> [ACTIVITY]:
Word for word, restate every line from the one with "the glass pane" through the end of the records below, both included, and add nothing.

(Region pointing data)
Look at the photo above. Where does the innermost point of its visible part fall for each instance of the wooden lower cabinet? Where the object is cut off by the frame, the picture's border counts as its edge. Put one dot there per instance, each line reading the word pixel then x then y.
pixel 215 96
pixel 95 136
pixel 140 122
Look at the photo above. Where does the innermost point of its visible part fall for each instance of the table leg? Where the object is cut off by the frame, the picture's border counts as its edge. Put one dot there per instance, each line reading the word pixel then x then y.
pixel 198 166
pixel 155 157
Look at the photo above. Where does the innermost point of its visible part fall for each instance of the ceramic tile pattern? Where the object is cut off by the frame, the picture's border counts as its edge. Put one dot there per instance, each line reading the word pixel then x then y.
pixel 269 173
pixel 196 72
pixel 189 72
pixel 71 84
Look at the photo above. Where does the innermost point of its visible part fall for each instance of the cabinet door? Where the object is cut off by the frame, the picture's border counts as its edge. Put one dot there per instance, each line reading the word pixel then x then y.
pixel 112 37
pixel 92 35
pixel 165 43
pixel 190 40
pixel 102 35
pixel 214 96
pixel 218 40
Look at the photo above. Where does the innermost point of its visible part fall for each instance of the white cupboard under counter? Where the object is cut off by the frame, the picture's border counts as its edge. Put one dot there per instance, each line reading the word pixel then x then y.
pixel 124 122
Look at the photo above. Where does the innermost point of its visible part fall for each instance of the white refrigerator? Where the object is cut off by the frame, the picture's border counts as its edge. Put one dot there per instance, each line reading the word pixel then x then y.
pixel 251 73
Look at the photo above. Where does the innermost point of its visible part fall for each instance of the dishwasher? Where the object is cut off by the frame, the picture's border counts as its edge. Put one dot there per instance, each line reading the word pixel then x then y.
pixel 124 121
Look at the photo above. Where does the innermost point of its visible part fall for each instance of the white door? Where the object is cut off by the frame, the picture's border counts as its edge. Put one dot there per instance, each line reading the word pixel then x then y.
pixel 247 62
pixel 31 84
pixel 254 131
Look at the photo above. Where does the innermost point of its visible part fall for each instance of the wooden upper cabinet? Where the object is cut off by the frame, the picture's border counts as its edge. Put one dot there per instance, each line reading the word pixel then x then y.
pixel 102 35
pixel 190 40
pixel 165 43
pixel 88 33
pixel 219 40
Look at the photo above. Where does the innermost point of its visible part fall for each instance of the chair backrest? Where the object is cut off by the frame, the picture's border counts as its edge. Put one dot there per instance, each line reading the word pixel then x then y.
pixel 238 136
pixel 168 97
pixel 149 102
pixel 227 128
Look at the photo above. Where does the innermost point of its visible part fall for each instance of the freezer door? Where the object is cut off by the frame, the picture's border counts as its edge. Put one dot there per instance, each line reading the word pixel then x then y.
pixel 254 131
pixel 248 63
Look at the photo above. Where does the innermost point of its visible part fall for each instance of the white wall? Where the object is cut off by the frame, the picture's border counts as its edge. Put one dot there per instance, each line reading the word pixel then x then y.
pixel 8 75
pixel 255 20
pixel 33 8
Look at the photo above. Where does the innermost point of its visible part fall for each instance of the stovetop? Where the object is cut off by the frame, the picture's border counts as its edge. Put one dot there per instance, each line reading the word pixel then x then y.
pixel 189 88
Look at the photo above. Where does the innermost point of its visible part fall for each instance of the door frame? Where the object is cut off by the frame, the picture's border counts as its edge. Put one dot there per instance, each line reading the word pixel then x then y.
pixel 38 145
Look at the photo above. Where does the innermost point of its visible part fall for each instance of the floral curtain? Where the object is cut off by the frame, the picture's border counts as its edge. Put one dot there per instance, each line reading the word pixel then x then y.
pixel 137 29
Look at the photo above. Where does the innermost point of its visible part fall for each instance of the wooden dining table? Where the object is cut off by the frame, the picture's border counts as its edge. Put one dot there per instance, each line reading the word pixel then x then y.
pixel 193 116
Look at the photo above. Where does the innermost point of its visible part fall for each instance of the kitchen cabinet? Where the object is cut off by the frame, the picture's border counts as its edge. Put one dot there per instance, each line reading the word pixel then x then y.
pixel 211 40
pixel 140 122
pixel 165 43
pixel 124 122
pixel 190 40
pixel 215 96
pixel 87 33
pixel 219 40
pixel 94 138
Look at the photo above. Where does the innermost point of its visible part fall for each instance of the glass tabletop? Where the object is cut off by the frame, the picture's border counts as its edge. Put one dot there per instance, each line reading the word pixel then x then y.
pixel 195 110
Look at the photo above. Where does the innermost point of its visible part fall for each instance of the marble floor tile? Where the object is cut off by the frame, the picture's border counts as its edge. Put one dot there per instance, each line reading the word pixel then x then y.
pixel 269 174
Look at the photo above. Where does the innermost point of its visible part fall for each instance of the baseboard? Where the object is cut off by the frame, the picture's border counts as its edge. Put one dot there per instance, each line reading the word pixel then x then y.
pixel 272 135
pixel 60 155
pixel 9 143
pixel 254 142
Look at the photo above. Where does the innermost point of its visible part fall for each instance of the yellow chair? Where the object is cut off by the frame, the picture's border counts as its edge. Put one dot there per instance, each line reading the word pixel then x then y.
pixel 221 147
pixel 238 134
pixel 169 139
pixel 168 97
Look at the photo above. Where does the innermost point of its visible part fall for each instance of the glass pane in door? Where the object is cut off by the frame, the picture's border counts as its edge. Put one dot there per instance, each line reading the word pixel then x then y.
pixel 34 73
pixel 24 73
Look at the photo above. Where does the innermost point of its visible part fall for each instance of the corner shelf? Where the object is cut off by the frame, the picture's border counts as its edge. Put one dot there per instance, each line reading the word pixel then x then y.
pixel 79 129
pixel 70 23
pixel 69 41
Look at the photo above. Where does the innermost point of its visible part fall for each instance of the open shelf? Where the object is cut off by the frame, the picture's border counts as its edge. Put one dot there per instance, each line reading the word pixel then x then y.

> [SOLUTION FOR THIS TASK]:
Look at the photo above. Where does the innermost point of its visible part fall for each instance of the glass pane in door? Where the object is cut off by the frame, the picture's border counts as its edge. Put one dot there per instance, each line reading the word pixel then x then y.
pixel 34 73
pixel 24 73
Look at the photo above. Where does the innermost point of its visible part fall for each instance of the corner shelf? Where the object is cut off by the frame, the picture's border counts as its edge. Put one dot there per instance, each line reading the word pixel then x then y.
pixel 79 129
pixel 70 23
pixel 69 41
Look at the photo above. Where does the innermost point of its visible part fall for each instance of the open shelf? Where the object is cut off by the frame, the picture's border counts as its edge. Put one dot there per instance, each line reading the word pixel then x then y.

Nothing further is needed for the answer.